• **Explore the material**
1. In the article on MIT's heart failure AI, please give the part starting with "The team of" and going on through "pretty chaotic operation." again, switching "expert eye" to "trained eye".
2. According to the article on MIT's heart failure AI, why do diagnoses of heart failure often end up inconsistent? Answer in one to three sentences.

• **Text section**
━━━━━━━━

Heart failures are complex conditions, and detecting them accurately can be even more complicated. Manual diagnoses made by doctors are often inaccurate or inconsistent. However, as with most challenging tasks requiring volumes of data, AI can lend a helping hand. An MIT team did just that by developing an AI system capable of analyzing X-rays to accurately anticipate the onset of certain types of heart failures.
The team of researchers hailing from the MIT Computer Science and Artificial Intelligence Lab (CSAIL) explained that the by detecting signs of excess fluid in lungs (a condition called pulmonary edema), they can determine heart failure severity on a four-level scale with a high degree of accuracy. This particular edema is one of the most outstanding signs of heart failure, and is normally only visible to the expert eye from an X-ray image. Even experts, however, can sometimes miss out on the subtle features necessary to identify the edema. This leads to inconsistent diagnoses, treatment plans, and a pretty chaotic operation.
The CSAIL team solves this problem by developing an AI model that is trained on a massive number of chest radiographs and their associated radiology reports, along with edema severity labels (ranging from 0 to 3, with 3 being the most severe condition). During the inference phase, the model attempts to calculate edema severity from the input image, and even from the given reports.

━━━━━━━━

• **Excerpted records**

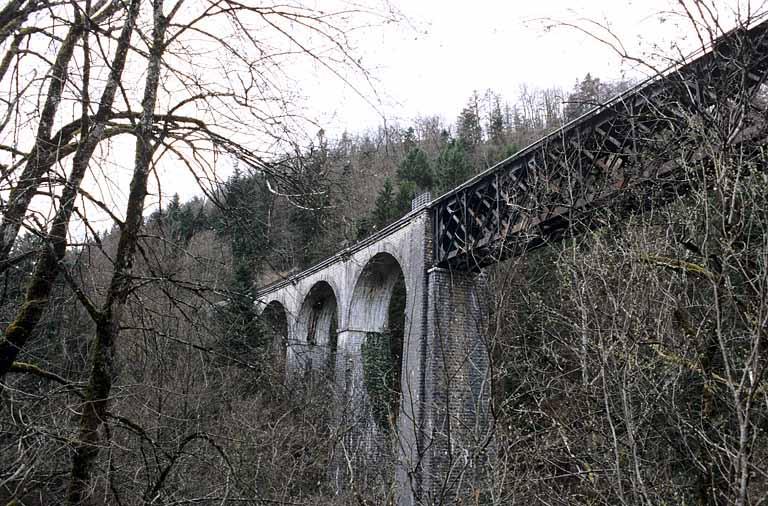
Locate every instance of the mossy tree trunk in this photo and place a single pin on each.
(94, 411)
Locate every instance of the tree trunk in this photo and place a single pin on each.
(94, 411)
(48, 260)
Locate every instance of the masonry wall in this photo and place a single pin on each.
(457, 421)
(443, 418)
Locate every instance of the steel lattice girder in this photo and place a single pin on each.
(535, 195)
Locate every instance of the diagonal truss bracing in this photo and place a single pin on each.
(634, 140)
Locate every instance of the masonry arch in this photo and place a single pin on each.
(377, 309)
(274, 325)
(317, 329)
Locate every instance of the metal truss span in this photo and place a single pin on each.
(635, 142)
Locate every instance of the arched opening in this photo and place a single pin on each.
(274, 322)
(317, 330)
(378, 309)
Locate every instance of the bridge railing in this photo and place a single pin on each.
(543, 190)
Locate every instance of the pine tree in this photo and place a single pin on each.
(416, 168)
(454, 166)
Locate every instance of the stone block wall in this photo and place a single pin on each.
(457, 389)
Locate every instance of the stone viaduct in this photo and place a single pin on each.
(438, 430)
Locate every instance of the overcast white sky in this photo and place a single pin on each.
(431, 63)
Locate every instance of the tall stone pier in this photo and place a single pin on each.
(411, 377)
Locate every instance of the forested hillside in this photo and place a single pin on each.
(628, 360)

━━━━━━━━

• **Responses**
1.
The team of researchers hailing from the MIT Computer Science and Artificial Intelligence Lab (CSAIL) explained that the by detecting signs of excess fluid in lungs (a condition called pulmonary edema), they can determine heart failure severity on a four-level scale with a high degree of accuracy. This particular edema is one of the most outstanding signs of heart failure, and is normally only visible to the trained eye from an X-ray image. Even experts, however, can sometimes miss out on the subtle features necessary to identify the edema. This leads to inconsistent diagnoses, treatment plans, and a pretty chaotic operation.

2. Pulmonary edema is a key sign of heart failure, but it is normally visible only to an expert eye on an X-ray image. Even experts can miss the subtle features needed to identify it. This leads to inconsistent diagnoses and treatment plans.